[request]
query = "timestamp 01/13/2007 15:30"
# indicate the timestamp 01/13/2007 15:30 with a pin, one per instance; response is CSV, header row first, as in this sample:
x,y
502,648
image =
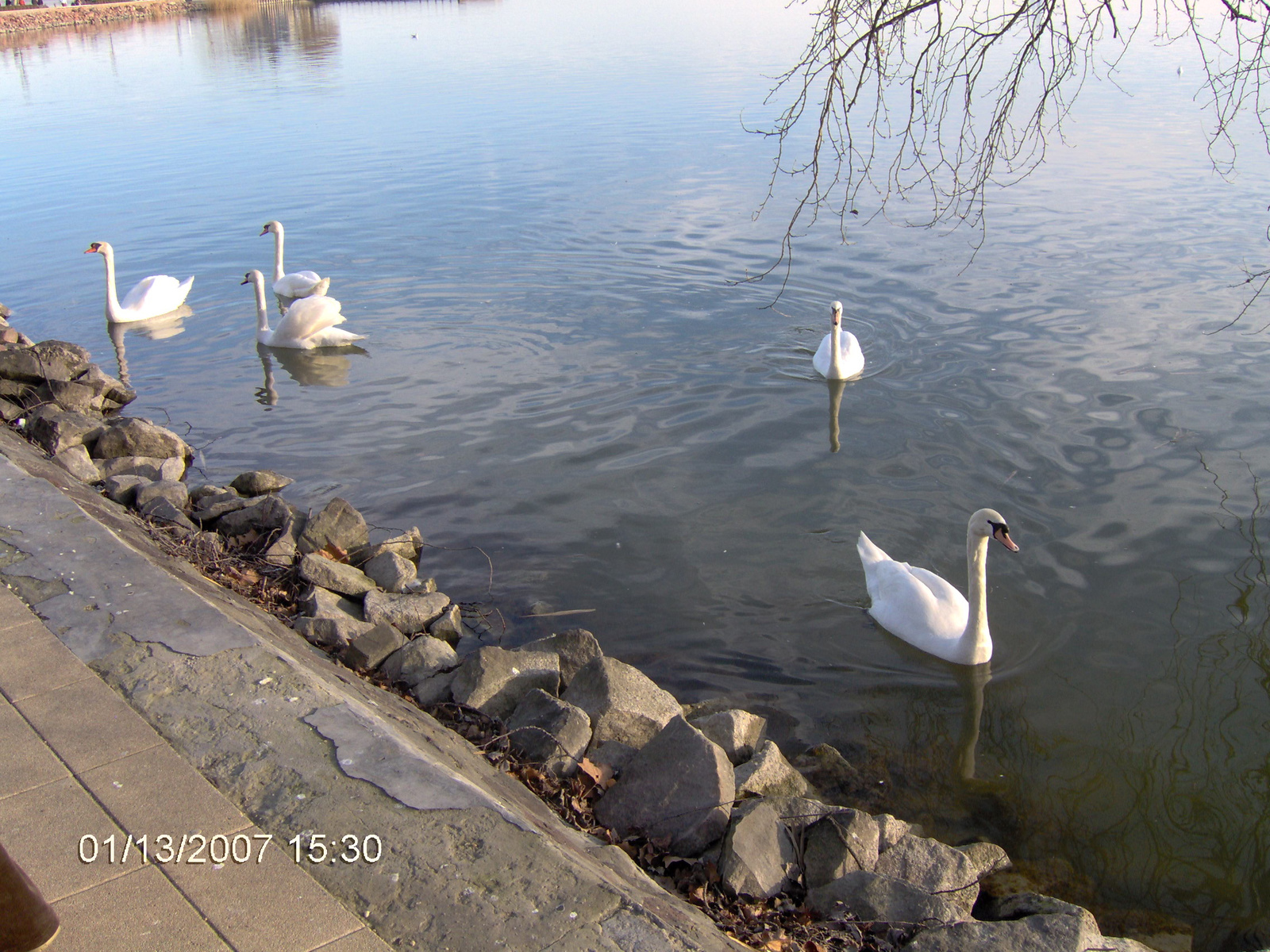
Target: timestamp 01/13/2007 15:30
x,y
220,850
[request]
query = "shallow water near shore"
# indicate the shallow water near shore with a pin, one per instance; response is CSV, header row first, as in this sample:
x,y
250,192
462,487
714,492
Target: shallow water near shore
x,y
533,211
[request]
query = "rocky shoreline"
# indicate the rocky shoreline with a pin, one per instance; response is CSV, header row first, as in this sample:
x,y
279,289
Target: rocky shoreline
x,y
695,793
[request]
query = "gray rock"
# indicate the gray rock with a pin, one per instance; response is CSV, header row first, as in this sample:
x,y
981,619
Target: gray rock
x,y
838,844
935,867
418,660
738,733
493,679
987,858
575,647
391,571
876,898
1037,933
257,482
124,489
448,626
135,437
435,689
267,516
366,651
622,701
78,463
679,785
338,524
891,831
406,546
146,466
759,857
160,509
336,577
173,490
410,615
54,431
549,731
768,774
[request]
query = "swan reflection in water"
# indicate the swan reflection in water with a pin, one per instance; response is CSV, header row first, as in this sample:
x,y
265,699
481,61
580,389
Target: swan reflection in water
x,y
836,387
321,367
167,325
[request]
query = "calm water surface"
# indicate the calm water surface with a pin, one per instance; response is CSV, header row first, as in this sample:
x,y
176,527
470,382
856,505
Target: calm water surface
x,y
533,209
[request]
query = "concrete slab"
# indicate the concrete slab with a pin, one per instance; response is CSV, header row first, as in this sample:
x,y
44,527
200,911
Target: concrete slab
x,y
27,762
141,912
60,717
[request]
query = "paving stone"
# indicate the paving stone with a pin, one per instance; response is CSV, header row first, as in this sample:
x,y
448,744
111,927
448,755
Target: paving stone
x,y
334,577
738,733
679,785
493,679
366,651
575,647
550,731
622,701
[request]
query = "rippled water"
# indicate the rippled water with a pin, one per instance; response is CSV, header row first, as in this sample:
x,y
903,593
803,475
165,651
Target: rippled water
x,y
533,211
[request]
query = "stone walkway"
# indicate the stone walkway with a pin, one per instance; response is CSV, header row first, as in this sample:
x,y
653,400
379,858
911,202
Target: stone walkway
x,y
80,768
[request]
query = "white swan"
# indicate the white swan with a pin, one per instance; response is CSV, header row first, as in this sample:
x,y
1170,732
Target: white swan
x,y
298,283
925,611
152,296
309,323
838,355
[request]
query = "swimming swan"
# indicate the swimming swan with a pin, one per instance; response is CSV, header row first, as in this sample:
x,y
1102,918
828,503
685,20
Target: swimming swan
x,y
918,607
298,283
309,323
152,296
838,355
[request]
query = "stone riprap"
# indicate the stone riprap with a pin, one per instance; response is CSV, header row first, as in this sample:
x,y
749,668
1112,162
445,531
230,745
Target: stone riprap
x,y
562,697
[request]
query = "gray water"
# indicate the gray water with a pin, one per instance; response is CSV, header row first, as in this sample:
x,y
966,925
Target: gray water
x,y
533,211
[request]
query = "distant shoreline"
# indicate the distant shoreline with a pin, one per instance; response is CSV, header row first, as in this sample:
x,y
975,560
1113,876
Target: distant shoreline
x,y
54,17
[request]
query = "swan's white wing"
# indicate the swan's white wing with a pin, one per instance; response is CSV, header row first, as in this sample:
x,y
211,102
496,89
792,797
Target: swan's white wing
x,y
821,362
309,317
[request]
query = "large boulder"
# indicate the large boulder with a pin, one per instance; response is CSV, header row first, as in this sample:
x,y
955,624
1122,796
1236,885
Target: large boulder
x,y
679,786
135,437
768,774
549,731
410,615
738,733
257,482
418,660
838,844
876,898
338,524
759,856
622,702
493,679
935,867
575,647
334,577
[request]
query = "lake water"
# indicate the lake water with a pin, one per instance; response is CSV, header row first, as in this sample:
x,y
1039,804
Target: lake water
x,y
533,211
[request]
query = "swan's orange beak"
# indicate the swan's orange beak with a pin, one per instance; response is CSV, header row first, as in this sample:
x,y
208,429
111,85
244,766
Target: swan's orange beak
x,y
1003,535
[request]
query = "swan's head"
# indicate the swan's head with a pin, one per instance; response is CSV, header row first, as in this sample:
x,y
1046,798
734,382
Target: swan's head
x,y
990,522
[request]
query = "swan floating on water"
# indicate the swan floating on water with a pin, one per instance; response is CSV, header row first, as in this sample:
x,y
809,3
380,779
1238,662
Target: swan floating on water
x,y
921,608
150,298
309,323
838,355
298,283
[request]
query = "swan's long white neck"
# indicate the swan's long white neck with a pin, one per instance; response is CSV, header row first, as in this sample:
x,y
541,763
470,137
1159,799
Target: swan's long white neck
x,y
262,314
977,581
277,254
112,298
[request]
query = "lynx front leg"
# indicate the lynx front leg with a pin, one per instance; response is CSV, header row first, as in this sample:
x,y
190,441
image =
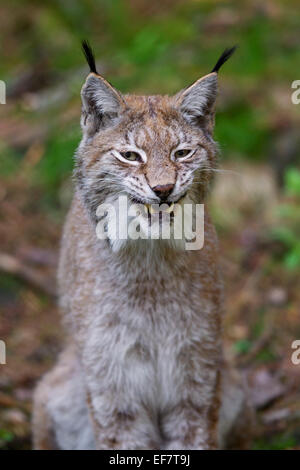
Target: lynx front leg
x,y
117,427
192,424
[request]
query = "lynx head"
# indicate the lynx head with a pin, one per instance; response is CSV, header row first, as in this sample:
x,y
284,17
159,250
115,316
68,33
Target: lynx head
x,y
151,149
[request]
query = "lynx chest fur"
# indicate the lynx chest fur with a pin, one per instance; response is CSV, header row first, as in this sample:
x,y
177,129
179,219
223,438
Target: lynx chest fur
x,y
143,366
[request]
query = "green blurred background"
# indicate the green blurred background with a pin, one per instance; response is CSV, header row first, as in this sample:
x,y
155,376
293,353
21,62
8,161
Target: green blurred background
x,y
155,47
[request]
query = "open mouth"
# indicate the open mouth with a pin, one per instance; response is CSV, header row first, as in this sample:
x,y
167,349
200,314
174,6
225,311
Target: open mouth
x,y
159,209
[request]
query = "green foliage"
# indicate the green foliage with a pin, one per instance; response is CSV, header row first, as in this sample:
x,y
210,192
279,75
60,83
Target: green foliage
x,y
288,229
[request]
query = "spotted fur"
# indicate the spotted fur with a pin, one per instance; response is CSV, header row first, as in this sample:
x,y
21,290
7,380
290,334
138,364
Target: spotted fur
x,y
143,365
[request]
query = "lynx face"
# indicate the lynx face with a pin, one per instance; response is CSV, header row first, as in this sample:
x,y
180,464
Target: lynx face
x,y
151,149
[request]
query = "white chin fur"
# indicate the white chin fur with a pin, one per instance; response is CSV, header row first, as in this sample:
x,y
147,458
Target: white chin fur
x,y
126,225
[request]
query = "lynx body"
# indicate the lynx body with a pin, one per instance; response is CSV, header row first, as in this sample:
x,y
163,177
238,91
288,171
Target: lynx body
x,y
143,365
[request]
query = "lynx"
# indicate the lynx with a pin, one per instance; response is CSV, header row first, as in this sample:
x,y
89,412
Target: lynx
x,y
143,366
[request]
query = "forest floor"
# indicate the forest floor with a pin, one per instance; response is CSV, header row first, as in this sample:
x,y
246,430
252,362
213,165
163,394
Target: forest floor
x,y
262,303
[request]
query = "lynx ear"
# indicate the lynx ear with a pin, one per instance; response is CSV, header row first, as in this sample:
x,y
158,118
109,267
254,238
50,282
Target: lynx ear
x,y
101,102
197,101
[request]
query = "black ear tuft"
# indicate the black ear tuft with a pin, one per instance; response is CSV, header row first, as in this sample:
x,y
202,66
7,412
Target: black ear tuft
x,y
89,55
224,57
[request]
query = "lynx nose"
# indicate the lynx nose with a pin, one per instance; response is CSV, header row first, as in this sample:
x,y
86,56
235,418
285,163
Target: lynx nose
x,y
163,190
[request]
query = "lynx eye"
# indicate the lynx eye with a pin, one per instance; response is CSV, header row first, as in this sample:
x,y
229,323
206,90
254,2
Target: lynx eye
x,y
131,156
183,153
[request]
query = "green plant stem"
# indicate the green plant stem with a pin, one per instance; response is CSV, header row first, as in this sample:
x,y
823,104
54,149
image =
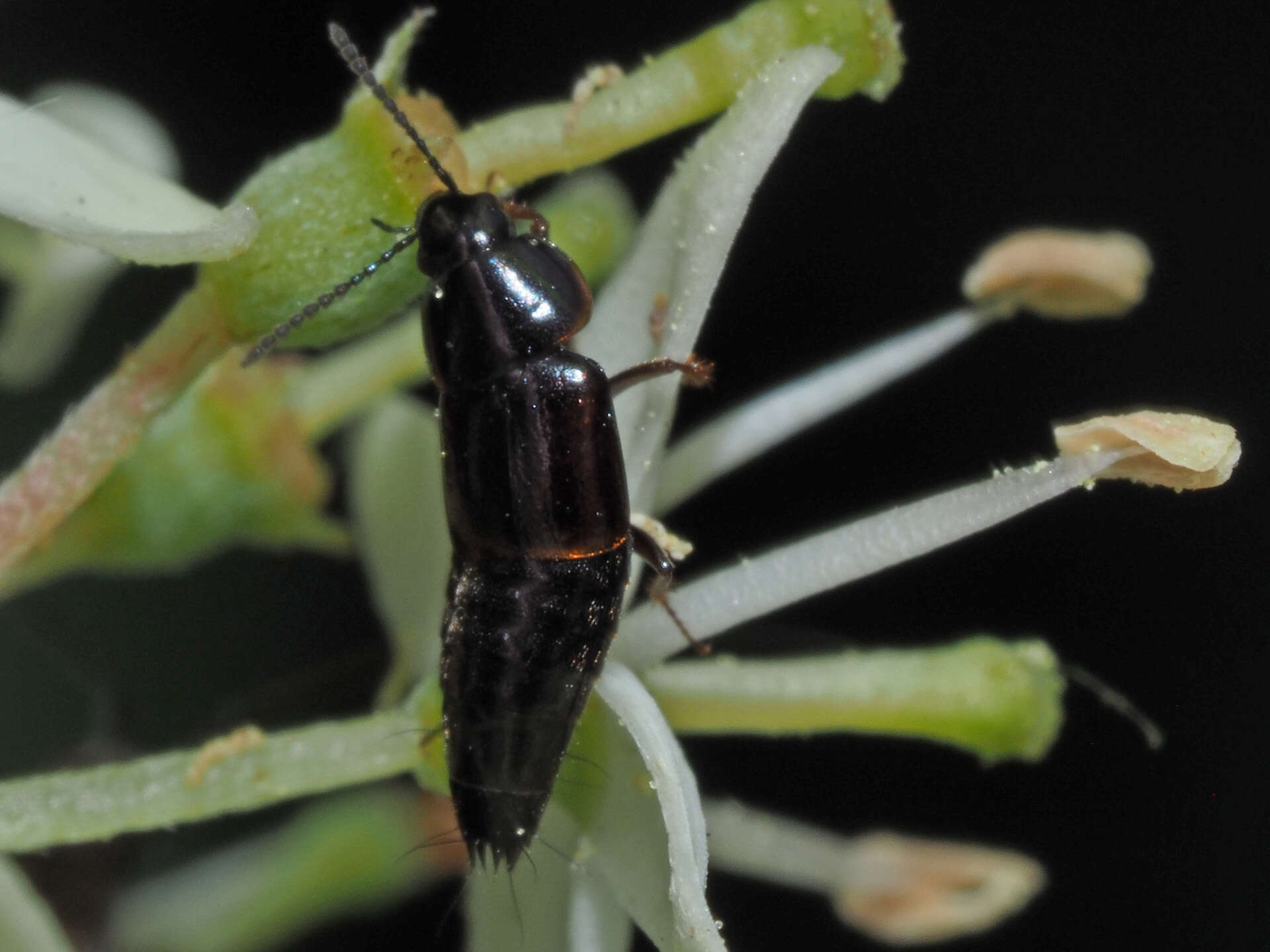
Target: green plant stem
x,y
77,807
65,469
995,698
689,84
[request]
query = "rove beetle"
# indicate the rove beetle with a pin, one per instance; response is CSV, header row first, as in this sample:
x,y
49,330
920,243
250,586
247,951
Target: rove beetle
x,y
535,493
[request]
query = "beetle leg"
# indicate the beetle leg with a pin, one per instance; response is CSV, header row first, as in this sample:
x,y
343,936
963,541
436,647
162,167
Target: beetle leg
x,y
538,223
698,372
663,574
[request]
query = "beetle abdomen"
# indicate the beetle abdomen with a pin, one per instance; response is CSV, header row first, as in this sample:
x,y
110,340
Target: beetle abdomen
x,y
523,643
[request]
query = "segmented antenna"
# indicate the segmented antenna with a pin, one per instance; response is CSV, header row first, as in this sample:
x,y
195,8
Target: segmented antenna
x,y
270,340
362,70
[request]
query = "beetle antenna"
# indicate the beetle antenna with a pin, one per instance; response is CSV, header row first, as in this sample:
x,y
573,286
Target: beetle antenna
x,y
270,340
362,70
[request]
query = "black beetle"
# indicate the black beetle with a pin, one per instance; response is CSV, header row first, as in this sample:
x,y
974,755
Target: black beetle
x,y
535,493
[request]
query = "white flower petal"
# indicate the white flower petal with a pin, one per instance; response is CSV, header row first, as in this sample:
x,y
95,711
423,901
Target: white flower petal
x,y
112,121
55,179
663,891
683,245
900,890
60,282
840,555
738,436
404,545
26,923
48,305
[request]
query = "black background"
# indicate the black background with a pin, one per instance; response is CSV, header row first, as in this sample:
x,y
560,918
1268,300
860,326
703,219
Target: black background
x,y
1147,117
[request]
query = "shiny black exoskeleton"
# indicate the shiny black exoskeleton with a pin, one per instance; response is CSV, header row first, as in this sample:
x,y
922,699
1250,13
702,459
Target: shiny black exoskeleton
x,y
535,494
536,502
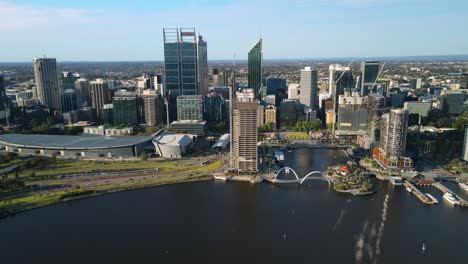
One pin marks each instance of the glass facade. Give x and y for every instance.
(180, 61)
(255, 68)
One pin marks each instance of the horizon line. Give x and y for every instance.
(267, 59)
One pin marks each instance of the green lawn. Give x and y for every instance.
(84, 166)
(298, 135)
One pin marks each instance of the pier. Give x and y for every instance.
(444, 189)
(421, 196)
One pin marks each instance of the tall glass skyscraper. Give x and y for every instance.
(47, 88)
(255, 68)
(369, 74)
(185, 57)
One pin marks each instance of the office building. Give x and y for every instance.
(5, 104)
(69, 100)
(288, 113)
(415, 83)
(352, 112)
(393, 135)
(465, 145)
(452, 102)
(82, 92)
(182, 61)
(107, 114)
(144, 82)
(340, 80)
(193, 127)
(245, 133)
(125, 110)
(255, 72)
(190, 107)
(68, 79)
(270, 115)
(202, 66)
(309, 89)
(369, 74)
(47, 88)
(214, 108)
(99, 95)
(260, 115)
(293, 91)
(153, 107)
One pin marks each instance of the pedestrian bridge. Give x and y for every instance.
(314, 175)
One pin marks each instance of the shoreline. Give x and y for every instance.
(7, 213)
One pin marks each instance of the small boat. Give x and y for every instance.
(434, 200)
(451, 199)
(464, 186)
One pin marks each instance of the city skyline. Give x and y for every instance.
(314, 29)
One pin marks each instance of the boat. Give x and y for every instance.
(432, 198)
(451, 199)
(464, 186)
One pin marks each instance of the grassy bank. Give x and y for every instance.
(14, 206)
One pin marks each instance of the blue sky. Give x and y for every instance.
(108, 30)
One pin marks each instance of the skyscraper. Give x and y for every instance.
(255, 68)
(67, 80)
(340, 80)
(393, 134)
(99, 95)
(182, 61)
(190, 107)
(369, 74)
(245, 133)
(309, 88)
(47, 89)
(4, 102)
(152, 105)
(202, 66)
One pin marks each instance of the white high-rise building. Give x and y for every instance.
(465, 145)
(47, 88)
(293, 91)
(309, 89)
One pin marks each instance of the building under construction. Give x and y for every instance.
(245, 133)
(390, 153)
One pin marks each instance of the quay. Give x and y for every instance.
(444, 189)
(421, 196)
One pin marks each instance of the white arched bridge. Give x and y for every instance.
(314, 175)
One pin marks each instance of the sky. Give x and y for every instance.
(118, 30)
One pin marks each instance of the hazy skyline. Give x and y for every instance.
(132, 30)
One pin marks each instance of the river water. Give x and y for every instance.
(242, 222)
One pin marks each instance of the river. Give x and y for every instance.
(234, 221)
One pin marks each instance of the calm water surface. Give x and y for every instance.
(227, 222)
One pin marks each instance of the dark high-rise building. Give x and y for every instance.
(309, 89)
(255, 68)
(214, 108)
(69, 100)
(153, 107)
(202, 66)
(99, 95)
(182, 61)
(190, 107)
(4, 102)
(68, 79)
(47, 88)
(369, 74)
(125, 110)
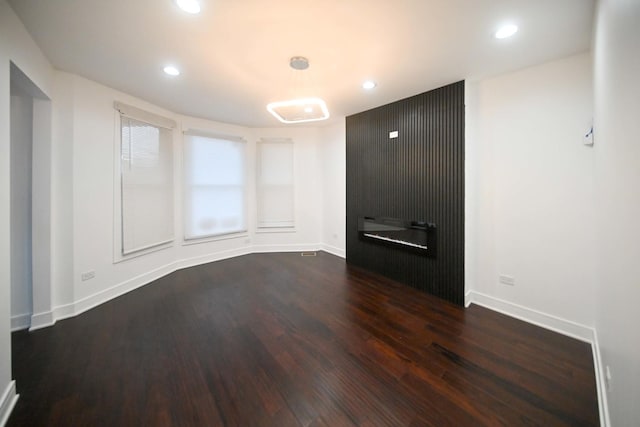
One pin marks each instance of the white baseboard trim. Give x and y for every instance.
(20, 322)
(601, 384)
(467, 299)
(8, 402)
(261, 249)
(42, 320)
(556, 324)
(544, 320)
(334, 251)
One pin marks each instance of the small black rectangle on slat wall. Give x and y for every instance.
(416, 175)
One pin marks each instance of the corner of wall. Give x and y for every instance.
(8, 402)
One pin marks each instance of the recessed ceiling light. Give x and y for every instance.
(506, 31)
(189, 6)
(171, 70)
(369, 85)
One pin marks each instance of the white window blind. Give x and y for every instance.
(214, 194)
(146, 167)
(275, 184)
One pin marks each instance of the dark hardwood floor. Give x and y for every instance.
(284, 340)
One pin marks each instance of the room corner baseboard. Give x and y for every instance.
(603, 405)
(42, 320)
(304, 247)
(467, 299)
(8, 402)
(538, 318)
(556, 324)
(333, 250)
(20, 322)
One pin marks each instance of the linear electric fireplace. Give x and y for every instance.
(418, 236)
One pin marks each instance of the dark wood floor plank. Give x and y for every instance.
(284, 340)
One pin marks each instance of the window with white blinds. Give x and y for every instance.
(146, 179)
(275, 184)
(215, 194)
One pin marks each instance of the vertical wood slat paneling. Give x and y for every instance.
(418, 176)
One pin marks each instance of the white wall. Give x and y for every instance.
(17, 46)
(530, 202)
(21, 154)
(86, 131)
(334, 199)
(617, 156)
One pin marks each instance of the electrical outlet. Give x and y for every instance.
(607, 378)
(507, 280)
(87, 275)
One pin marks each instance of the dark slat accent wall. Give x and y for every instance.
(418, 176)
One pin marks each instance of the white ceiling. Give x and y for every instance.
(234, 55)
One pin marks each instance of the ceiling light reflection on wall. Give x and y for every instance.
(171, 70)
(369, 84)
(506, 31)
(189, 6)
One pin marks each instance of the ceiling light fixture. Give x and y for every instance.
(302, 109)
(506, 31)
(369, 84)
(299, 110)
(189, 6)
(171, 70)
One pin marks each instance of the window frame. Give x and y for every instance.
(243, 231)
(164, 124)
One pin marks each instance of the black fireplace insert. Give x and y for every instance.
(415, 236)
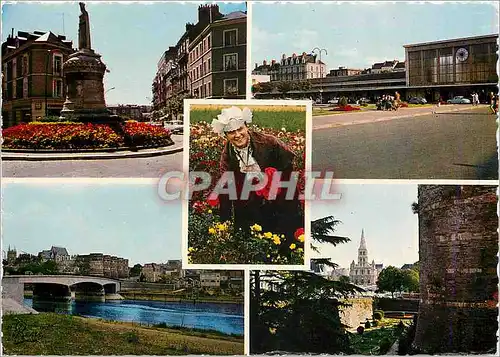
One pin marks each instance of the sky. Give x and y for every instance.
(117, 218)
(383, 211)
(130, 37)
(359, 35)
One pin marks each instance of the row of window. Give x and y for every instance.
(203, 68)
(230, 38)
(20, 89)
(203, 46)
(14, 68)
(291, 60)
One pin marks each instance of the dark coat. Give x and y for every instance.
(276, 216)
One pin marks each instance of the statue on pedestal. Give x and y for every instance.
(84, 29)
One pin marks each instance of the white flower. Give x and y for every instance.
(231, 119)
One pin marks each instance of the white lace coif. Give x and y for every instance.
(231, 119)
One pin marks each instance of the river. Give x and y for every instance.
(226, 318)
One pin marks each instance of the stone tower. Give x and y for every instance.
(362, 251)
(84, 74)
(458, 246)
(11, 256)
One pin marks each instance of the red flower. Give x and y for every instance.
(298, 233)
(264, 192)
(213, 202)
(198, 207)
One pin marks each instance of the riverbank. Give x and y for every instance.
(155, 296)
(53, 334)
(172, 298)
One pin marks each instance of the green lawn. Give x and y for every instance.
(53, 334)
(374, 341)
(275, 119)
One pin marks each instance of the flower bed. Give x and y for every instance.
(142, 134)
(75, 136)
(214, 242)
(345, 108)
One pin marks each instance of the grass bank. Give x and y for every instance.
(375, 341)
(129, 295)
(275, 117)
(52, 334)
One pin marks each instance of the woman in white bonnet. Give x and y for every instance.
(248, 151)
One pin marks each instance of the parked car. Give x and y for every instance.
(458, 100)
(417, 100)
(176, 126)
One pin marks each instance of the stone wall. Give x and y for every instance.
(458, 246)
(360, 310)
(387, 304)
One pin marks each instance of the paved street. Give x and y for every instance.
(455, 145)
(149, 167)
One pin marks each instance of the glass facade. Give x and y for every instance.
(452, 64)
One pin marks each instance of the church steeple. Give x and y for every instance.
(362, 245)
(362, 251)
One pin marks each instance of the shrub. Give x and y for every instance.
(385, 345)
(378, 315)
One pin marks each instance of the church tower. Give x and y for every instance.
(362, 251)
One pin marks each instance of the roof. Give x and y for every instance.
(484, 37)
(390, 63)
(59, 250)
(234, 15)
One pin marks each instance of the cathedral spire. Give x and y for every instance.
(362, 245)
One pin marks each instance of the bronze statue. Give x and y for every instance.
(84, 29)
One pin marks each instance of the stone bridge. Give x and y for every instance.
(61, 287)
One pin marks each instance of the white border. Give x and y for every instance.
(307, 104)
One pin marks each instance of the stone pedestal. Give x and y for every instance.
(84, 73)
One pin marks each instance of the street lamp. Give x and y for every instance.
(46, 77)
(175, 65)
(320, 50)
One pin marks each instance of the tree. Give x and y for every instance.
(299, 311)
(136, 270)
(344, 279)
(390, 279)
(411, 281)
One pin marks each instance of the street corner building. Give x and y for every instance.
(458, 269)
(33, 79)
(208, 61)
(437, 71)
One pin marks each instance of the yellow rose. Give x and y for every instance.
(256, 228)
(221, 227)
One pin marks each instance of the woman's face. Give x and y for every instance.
-*-*-
--- Description of the task ---
Could you set down verbatim the lines from the beginning of the entries above through the line containing "# indicate the shallow", both included, leaving out the pictures?

--- Solution to this problem ---
[request]
query = "timestamp 01/13/2007 15:30"
# indicate the timestamp 01/13/2007 15:30 with a pin, one per instance; response is CSV, header row first, as in this sample:
x,y
502,648
image =
Target: timestamp 01/13/2007 15:30
x,y
220,850
[request]
query = "shallow water near shore"
# indicate the shallow water near shore with a pin, one per instance; response is CSV, header row first, as in this sample:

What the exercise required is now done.